[Location identification entries]

········

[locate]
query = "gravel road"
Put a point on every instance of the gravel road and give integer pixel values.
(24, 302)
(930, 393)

········

*Aim*: Copy out every line of the records above, requests included, and add 78 to each point coordinate in the answers.

*Reply to the task*:
[locate]
query = "gravel road"
Put a point on every instance of the gravel road and give integer pixel values.
(102, 380)
(1008, 471)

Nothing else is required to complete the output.